= Texto proporcionado =

“Si nuestra esperanza en Cristo se redujera tan sólo a las cosas de esta vida, seríamos los más infelices de todos los hombres” (1Cor. 15, 19).
Esta afirmación tan contundente del apóstol San Pablo debe ayudarnos a entender la página del Evangelio (Lc. 6,17,20-26) y confirmar la Primera Lectura (Jer. 17,5-8)) que hemos escuchado.
En las bienaventuranzas que acabamos de escuchar –tomadas del Evangelio de Lucas (Lc. 6,17,20-26)– no se trata de que el pobre es dichoso simplemente por ser pobre, sino que el pobre, al igual que el hambriento, el que llora, el que recibe el bullying, el que es aborrecido, los que reciben insultos y maldiciones que no se merecen, que son injustas, serán dichosos, pero no por lo que están viviendo, sino porque dentro de ellos, en su interior, habita el Espíritu de Dios, que les da una fortaleza tal que pueden superar cualquier adversidad.
En cambio, Jesús dice: “Ay de ustedes los ricos porque ya tienen su consuelo” (Lc. 6, 24). Aquí está la clave: no se trata simplemente de decir que las riquezas y los dones de la naturaleza que podemos obtener son causa de nuestra desdicha. No. La desdicha ocurre cuando nosotros ponemos ahí toda nuestra finalidad de la vida.
Y podemos entenderlo mejor si, como creo yo, todos los aquí presentes hemos hecho alguna vez un camino de peregrinación. Ustedes han venido a la Basílica como peregrinos, y así tenemos esta experiencia tan inculturada en nuestro pueblo mexicano: nos encantan las peregrinaciones, pero es sumamente importante descubrir el fondo de esta tradición. ¿Qué pasa cuando peregrinamos? Sabemos que tenemos que llegar al objetivo de nuestra peregrinación y en el camino podemos tener muchas circunstancias adversas. ¿Pero qué hacemos?, ¿nos quedamos ahí? No. Las superamos para llegar a la meta.
En la peregrinación siempre hay circunstancias adversas, pero el objetivo de llegar allá, a la meta donde peregrinamos, nos da la fuerza para no decaer, para no quedarnos en el camino. Este ejemplo ayuda a entender por qué nosotros tenemos que generar esta experiencia de confianza en Dios que expresaba la Primera Lectura: “Dichoso el hombre –dice el profeta Jeremías– que confía en el Señor y en Él pone su esperanza” (Jer. 17,7).
La esperanza se genera con la confianza, saber que hay alguien que me ama, me acompaña, y que siempre cuento con Él, pero también me genera la esperanza cuando sé cuál es el objetivo de mi vida.
El objetivo de nuestra vida no son las cosas que necesitamos para vivir en esta peregrinación terrena, son ayudas, son necesarias: comer, beber, vestirse, tener una casa, tener empleo e ingreso, tener dignidad en la vida, pero no nacimos para eso, nacimos para ser peregrinos, porque nuestro destino es la Casa del Padre.

Entradas de anotación con coordenadas:
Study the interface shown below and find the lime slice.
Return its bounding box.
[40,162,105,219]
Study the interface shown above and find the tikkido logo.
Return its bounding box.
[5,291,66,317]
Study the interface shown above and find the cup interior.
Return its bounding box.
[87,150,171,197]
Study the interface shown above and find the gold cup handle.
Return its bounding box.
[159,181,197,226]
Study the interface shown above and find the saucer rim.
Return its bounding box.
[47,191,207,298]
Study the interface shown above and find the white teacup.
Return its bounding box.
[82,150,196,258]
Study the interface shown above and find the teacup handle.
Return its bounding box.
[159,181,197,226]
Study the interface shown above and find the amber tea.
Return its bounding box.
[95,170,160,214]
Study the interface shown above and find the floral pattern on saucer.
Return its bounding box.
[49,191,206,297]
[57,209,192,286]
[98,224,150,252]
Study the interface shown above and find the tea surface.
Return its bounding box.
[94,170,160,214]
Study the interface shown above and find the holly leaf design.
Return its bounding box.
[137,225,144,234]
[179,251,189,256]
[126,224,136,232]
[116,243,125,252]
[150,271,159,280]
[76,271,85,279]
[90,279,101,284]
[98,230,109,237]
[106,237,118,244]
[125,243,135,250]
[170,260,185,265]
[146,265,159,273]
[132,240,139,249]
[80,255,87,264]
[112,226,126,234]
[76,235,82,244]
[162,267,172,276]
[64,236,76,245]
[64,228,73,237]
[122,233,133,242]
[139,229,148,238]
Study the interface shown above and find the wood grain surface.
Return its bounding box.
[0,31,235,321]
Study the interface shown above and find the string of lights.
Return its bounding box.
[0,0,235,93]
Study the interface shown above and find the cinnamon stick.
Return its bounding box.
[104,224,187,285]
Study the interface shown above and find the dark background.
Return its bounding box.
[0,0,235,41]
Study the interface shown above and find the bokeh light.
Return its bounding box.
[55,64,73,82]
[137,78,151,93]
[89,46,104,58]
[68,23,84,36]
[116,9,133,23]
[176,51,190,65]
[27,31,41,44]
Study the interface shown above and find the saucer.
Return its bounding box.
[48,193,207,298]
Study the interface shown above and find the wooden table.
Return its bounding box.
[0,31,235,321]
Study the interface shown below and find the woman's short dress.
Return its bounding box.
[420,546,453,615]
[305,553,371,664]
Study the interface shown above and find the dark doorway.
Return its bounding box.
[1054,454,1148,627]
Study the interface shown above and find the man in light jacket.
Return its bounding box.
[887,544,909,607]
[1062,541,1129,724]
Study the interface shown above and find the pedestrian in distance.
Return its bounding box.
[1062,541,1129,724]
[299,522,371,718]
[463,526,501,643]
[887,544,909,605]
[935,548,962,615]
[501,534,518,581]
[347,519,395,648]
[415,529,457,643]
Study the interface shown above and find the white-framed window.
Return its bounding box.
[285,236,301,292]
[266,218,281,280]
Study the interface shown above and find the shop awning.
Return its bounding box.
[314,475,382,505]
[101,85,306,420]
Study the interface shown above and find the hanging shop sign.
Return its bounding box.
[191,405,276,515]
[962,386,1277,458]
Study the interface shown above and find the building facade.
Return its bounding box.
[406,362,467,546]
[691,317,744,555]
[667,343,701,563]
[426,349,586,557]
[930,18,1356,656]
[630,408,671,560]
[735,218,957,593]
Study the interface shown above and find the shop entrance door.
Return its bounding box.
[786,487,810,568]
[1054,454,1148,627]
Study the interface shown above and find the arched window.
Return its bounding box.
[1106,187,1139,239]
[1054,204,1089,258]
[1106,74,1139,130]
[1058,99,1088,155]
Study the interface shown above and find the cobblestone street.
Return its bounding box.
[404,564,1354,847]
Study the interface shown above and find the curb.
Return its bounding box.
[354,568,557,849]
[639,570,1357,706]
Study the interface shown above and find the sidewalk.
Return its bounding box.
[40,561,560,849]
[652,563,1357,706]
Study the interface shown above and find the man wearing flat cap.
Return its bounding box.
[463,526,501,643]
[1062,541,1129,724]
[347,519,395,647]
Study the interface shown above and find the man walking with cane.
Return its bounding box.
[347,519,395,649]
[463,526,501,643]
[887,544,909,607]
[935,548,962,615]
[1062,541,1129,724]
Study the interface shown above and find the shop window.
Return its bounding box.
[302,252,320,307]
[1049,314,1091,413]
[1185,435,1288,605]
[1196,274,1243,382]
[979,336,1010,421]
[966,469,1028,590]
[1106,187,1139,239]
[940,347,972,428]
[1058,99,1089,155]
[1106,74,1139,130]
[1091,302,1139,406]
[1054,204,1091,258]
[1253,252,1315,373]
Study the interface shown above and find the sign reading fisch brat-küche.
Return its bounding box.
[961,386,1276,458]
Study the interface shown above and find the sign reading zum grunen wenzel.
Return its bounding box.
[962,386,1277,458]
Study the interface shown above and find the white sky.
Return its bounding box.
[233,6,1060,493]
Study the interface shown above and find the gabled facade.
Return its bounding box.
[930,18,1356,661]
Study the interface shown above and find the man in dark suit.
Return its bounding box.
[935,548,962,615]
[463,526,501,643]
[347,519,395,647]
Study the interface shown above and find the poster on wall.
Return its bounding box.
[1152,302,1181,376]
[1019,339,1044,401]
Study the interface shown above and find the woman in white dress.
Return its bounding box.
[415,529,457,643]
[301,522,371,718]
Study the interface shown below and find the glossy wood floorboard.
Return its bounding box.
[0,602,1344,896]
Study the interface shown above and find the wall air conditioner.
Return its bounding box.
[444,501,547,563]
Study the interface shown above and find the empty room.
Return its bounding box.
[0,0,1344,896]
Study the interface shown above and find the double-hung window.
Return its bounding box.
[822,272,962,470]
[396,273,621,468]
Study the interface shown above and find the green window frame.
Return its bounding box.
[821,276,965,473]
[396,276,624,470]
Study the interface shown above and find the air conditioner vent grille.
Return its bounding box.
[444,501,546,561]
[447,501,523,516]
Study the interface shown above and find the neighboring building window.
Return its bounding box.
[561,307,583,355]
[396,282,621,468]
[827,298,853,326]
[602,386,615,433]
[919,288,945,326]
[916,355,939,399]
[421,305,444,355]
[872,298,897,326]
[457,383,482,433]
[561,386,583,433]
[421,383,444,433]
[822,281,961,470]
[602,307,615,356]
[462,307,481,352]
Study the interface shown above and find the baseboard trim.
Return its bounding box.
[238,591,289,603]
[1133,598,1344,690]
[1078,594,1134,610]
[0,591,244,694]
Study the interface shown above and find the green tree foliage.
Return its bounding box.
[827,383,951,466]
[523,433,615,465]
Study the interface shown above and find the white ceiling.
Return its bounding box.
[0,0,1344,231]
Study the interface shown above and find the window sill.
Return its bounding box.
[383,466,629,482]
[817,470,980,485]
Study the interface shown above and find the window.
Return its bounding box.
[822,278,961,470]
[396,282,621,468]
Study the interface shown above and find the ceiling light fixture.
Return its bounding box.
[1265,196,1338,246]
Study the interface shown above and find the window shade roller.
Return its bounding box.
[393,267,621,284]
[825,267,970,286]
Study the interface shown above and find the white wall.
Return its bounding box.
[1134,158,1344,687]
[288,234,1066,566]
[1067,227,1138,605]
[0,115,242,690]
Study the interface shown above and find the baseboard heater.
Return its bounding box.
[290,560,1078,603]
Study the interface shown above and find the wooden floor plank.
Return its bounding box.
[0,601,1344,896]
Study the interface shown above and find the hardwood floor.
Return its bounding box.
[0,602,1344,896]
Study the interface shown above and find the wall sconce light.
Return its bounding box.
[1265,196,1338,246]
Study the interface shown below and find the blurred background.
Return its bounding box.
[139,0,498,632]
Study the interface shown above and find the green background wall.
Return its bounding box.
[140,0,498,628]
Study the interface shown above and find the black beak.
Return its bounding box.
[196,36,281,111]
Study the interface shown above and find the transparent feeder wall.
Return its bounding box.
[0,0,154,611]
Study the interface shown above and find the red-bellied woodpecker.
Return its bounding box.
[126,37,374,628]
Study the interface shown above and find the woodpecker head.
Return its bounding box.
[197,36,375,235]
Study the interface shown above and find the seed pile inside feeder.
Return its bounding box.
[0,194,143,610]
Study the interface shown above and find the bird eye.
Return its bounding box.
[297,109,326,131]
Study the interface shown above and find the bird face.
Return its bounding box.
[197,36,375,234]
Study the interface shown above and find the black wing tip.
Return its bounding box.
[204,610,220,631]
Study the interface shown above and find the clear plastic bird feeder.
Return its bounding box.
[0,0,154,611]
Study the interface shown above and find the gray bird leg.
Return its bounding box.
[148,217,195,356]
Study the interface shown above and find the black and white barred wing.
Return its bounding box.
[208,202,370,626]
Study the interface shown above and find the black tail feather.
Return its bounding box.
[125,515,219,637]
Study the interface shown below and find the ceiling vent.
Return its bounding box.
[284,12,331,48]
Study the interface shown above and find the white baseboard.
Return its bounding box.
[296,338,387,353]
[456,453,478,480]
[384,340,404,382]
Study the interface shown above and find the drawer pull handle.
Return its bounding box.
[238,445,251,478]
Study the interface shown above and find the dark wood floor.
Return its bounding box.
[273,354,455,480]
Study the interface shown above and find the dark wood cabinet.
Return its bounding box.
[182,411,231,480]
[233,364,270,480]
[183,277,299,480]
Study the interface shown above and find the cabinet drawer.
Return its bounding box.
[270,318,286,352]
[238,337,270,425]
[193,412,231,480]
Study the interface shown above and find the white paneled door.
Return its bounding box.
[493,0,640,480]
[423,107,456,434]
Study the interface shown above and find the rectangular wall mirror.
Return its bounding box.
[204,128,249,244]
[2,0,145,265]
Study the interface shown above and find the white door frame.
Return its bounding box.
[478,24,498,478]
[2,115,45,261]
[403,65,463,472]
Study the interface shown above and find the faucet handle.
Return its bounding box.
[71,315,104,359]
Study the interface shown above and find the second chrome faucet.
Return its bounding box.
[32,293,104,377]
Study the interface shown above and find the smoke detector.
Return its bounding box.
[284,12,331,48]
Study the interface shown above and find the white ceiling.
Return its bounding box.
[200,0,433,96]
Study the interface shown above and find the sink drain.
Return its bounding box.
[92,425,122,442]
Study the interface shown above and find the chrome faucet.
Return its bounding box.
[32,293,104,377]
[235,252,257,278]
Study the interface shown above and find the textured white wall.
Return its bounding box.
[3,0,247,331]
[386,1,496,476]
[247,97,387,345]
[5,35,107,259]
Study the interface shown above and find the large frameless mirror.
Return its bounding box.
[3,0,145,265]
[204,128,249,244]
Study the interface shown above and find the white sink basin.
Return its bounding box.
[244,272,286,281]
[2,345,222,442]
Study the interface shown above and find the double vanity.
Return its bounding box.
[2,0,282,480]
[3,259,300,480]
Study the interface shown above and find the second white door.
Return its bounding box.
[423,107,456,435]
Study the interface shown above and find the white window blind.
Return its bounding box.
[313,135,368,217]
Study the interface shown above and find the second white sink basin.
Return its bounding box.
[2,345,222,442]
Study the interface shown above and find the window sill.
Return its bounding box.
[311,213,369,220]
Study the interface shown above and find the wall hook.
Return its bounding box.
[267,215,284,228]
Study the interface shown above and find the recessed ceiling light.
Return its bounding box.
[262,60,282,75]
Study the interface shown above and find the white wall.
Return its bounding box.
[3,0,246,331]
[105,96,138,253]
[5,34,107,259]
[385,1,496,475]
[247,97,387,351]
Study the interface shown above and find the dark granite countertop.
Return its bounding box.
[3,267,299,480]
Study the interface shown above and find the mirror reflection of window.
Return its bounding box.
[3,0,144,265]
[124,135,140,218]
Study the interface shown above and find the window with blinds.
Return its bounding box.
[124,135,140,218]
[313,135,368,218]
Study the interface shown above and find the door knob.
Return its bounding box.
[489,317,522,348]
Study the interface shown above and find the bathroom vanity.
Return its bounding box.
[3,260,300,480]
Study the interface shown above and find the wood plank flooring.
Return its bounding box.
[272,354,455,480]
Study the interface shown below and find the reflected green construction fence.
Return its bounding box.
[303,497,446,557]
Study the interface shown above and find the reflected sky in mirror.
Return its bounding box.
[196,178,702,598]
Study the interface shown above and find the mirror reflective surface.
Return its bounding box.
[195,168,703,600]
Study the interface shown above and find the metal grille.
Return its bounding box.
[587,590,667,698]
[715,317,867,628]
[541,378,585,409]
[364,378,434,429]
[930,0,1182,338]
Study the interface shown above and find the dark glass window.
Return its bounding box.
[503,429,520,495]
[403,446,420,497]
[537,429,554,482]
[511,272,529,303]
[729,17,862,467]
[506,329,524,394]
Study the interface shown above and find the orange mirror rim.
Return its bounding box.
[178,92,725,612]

= Enunciado =
Continúa la homilía sobre las bienaventuranzas a partir de su última oración.

= Resultado =
Si perdemos de vista la experiencia de trascendencia de que nuestra vida no termina con la muerte –como dice San Pablo–, sino termina como la vida de Cristo crucificado que resucita de entre los muertos, así también nosotros resucitaremos como Él.
Este es el punto fundamental de nuestra fe: si no creemos en esto y si no lo hacemos, nuestra experiencia es vana, toda religiosidad no tiene sentido.
Debemos, pues, crecer en la relación con quien nos espera al final de nuestra vida, con quien nos acompaña en esta peregrinación, y entonces sí entenderemos perfectamente ese ejemplo que ofrece el Profeta Jeremías: “El hombre que confía en el Señor y pone en Él su esperanza, será como un árbol plantado junto al agua, siempre tendrá para seguir viviendo, que hunde en la corriente sus raíces, y cuando llega el calor, no lo sentirá, y sus hojas se conservarán siempre verdes, en año de sequía no se marchitará ni dejará de dar frutos” (Jer. 17,7).
¿Cuál es esta corriente de agua en la cual nosotros podemos poner nuestras raíces y ser un árbol que jamás se marchite, que siempre tenga el esplendor del verde de sus hojas, que siempre dé fruto? Es Cristo el Señor, es Cristo-Eucaristía, es Cristo en esta misma Palabra de Dios, es Cristo a quien seguimos, es nuestro modelo, nuestro camino, es la verdad.
Hoy, ante esta Palabra de Dios, hermanos, confiemos como María, que creyó en esa Palabra, que vivió momentos dolorosos acompañando a su Hijo Jesús, pero que tenía claro que su destino era como el de su Hijo: llegar a la Casa del Padre.
Pidámosle a María de Guadalupe que nos dé siempre esta visión, de que somos peregrinos y que nuestro destino es la Casa de nuestro Padre Dios.
¡Que así sea!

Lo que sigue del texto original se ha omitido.